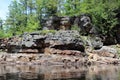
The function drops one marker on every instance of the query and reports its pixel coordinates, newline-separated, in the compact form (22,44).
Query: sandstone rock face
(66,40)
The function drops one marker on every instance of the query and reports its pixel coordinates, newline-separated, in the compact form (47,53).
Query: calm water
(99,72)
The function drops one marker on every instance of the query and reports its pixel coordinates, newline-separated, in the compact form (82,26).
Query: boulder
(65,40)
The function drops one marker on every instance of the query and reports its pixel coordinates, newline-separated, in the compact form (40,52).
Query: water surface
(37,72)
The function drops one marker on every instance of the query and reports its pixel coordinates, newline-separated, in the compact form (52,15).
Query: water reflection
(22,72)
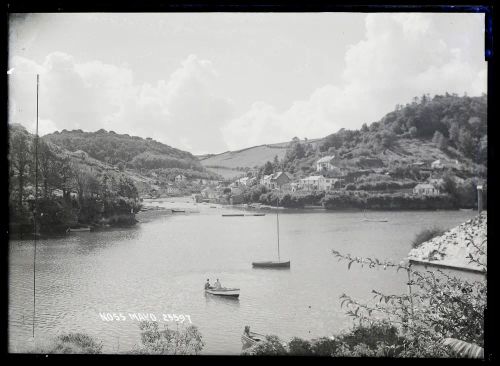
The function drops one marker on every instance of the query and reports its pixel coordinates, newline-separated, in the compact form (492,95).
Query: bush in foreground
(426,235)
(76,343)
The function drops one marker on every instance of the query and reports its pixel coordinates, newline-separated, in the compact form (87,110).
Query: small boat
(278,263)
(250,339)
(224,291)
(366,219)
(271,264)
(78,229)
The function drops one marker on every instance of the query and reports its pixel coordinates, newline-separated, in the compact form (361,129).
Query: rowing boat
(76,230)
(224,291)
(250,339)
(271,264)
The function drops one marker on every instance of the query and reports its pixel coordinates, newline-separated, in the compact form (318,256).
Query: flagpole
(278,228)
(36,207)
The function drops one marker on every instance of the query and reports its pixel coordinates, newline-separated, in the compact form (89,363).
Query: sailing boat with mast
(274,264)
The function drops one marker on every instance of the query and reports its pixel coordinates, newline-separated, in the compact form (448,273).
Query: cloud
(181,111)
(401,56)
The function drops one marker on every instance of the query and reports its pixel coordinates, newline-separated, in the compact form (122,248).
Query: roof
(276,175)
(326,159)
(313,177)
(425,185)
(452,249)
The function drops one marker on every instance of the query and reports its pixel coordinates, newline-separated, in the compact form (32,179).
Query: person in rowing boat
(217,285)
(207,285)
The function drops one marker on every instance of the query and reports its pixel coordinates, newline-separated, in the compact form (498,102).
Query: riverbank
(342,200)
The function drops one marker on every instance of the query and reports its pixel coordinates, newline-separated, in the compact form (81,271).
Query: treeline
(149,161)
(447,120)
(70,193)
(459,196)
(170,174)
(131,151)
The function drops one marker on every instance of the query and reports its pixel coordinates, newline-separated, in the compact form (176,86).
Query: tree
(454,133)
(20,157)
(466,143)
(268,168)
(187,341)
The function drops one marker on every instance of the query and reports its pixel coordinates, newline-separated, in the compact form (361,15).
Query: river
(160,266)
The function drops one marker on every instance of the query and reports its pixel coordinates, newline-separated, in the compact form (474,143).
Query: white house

----------

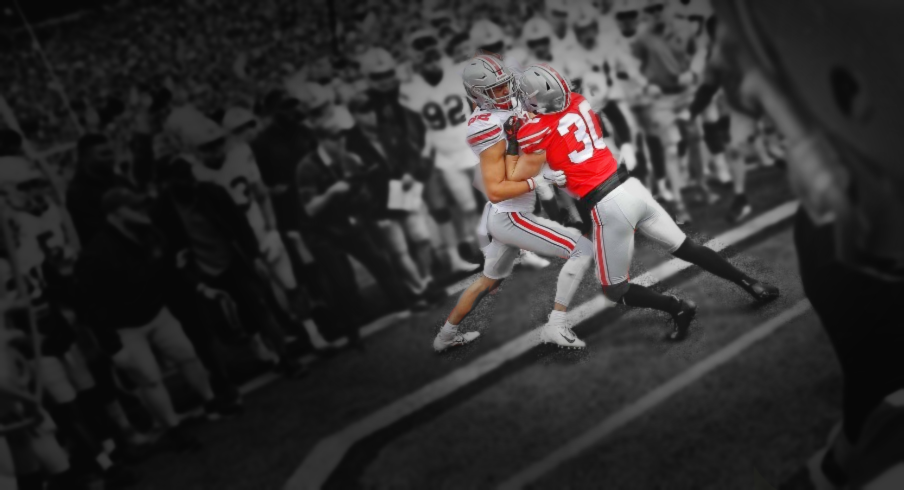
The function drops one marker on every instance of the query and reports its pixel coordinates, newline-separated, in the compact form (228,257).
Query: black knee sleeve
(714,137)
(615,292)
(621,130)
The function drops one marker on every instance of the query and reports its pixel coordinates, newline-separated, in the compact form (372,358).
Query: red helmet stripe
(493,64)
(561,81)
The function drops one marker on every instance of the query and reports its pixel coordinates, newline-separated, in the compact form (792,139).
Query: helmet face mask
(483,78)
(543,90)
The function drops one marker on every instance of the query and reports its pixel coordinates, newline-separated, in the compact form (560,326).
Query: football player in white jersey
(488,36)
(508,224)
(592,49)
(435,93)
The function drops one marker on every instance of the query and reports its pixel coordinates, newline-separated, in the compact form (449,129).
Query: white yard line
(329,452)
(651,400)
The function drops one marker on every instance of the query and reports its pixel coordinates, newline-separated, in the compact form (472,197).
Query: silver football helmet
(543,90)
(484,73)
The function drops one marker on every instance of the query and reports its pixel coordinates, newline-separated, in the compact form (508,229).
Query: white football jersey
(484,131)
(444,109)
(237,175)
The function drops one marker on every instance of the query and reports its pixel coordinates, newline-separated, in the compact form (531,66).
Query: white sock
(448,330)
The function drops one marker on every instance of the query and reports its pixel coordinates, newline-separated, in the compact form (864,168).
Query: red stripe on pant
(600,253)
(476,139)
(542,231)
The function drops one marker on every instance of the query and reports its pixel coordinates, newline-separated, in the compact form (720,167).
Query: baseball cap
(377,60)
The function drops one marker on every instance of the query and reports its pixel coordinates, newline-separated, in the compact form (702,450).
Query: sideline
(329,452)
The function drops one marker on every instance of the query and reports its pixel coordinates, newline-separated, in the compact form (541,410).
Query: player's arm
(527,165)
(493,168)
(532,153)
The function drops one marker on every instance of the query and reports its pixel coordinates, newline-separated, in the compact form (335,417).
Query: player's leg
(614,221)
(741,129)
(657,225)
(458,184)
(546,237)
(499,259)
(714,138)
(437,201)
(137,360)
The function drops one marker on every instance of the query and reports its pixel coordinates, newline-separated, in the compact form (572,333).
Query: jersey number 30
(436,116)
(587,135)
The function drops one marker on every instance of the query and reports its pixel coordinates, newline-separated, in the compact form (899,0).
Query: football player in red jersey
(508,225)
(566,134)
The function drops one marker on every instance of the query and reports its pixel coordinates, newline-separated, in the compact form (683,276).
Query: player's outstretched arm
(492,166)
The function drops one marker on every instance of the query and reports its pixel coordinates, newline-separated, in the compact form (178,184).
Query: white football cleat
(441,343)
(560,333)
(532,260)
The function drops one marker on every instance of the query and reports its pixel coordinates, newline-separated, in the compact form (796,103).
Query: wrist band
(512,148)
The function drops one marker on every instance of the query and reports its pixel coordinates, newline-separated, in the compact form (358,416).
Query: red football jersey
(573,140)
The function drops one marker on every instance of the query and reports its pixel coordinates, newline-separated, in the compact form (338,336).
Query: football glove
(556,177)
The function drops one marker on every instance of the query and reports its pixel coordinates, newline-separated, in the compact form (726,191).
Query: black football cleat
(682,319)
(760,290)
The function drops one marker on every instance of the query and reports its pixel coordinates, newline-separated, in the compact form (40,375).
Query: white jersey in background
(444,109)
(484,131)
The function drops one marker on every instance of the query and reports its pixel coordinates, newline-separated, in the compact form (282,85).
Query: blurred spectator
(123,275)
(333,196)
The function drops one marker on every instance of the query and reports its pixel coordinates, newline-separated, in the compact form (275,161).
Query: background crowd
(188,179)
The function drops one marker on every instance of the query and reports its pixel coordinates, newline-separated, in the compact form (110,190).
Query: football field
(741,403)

----------

Retype only the lines above between the line with "compact form (361,15)." and the line with "Query: white house", counting those two lines as well, and keep every character as it is.

The function drops one marker on every instance of the query and reports its pixel coordinates, newline-separated, in the compact form (361,15).
Query: river
(160,266)
The function drops one marker on every instance of the query and reports its pixel coordinates, newline-separated, in the compact form (474,143).
Query: white house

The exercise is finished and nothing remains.